Voor deze totemische vogel, de Grote Blauwe Toerako (Corythaeola cristata), geldt een voedselverbod binnen bepaalde clans. De leden van deze clans mogen dit dier niet eten, aangezien het bekendstaat als ngini-so (“verboden dingen”) of ngini-so-su (“verboden dingen voor ons”). Dit verbod symboliseert hun lidmaatschap van een specifieke clan. Volgens de overlevering zou iemand die toch dit verboden dier eet, zijn tanden verliezen.
Daarnaast zijn er andere vogels die worden vermeden en bekendstaan als ekoni. Het eten van deze vogels zou complicaties bij de bevalling kunnen veroorzaken of leiden tot misvormingen bij de pasgeborene. De Grote Blauwe Toerako en bepaalde roofvogelsoorten (nlukue) behoren tot deze groep van ekoni.

Datasetfragment —
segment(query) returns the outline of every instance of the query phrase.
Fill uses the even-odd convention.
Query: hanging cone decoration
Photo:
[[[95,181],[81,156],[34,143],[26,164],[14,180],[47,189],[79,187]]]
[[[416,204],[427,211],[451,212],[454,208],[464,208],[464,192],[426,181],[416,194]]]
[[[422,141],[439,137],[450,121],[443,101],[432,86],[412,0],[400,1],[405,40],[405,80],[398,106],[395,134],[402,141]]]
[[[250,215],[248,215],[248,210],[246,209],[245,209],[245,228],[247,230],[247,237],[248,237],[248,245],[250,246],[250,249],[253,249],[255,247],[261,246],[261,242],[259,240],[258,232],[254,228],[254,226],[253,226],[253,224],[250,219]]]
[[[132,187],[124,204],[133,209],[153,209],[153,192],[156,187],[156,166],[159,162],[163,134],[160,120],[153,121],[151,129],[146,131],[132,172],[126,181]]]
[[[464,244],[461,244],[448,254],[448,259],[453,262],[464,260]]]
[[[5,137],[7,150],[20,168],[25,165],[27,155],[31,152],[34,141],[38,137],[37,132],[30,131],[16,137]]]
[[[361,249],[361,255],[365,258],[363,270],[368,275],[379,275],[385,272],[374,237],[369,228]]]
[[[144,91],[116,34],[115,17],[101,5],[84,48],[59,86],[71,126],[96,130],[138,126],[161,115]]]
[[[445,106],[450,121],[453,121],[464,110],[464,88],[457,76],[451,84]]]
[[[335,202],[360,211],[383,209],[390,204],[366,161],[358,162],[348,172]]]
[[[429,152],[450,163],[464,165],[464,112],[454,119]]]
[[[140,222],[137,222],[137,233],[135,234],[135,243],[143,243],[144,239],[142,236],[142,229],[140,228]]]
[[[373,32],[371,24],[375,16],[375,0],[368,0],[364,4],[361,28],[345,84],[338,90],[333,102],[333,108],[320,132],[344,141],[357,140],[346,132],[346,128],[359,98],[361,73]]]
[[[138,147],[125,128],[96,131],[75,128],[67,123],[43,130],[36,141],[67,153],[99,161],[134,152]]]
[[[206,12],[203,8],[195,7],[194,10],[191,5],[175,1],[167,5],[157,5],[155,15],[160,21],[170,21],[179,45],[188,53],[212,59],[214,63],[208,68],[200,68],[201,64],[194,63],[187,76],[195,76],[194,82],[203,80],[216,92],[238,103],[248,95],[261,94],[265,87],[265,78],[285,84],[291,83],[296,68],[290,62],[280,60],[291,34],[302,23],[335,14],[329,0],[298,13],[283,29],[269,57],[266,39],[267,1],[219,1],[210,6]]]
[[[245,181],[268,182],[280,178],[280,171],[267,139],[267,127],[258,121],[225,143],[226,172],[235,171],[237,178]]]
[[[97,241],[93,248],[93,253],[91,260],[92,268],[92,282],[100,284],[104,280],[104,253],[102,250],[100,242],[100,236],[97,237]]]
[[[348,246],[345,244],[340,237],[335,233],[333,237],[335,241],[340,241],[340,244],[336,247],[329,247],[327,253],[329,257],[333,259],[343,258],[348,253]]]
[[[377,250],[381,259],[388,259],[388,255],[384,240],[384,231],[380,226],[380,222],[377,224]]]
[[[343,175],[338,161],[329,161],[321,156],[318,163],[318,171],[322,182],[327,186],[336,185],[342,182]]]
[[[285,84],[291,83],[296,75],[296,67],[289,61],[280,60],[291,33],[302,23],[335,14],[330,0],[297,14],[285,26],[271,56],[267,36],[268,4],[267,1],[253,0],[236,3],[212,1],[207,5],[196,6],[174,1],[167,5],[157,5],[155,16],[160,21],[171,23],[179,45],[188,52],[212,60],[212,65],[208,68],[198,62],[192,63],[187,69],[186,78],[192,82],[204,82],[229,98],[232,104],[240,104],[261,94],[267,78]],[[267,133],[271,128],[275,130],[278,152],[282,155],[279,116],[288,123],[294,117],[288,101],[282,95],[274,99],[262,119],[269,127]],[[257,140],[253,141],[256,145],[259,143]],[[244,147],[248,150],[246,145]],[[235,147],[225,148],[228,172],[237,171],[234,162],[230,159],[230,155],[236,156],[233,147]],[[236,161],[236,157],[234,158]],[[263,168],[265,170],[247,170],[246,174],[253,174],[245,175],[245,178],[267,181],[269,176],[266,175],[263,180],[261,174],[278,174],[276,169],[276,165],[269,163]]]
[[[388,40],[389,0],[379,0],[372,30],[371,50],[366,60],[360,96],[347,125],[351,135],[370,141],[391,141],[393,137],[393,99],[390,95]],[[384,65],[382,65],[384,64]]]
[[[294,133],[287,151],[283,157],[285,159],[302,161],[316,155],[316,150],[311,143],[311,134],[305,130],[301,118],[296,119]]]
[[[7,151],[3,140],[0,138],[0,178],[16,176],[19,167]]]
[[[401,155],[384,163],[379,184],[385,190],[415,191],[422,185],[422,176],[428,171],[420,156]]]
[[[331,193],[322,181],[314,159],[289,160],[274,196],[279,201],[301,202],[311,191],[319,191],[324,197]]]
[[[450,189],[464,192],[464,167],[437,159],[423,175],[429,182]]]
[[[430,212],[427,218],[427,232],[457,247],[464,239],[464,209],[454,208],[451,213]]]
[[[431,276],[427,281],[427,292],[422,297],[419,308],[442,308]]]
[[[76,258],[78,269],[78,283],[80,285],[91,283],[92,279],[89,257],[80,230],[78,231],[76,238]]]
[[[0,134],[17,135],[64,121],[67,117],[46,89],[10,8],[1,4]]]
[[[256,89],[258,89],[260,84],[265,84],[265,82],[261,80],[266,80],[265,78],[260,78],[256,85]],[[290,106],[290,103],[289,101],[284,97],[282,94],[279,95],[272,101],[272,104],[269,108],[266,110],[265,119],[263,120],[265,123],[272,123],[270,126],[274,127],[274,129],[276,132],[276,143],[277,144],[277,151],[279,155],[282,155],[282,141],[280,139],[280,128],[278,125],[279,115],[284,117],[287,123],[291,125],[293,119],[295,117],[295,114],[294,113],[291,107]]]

Opdracht — Geef alsjeblieft de passage uit de tekst over de Grote Blauwe Toerako van "Daarnaast zijn er" tot en met "groep van ekoni." woordelijk terug. De items hebben niets met de tekst over de Grote Blauwe Toerako te maken.

Juist antwoord —
Daarnaast zijn er andere vogels die worden vermeden en bekendstaan als ekoni. Het eten van deze vogels zou complicaties bij de bevalling kunnen veroorzaken of leiden tot misvormingen bij de pasgeborene. De Grote Blauwe Toerako en bepaalde roofvogelsoorten (nlukue) behoren tot deze groep van ekoni.